▶ **Objective**:
Copy each of the rows below word for word, leaving out the pictures.

-- BEGIN --

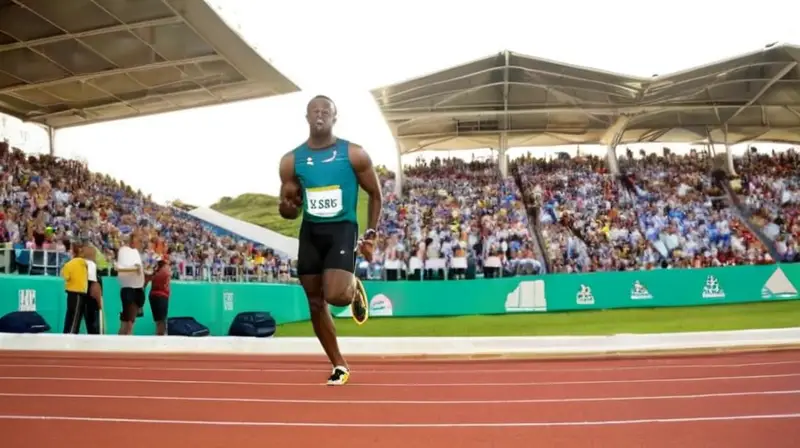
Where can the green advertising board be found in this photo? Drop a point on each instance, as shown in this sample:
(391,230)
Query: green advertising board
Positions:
(216,304)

-- END --

▶ **Written solution**:
Where can the green advertising board be found in this photo? Drop a point on each instance, as shown in this sample:
(391,230)
Query: green advertising board
Positions:
(216,304)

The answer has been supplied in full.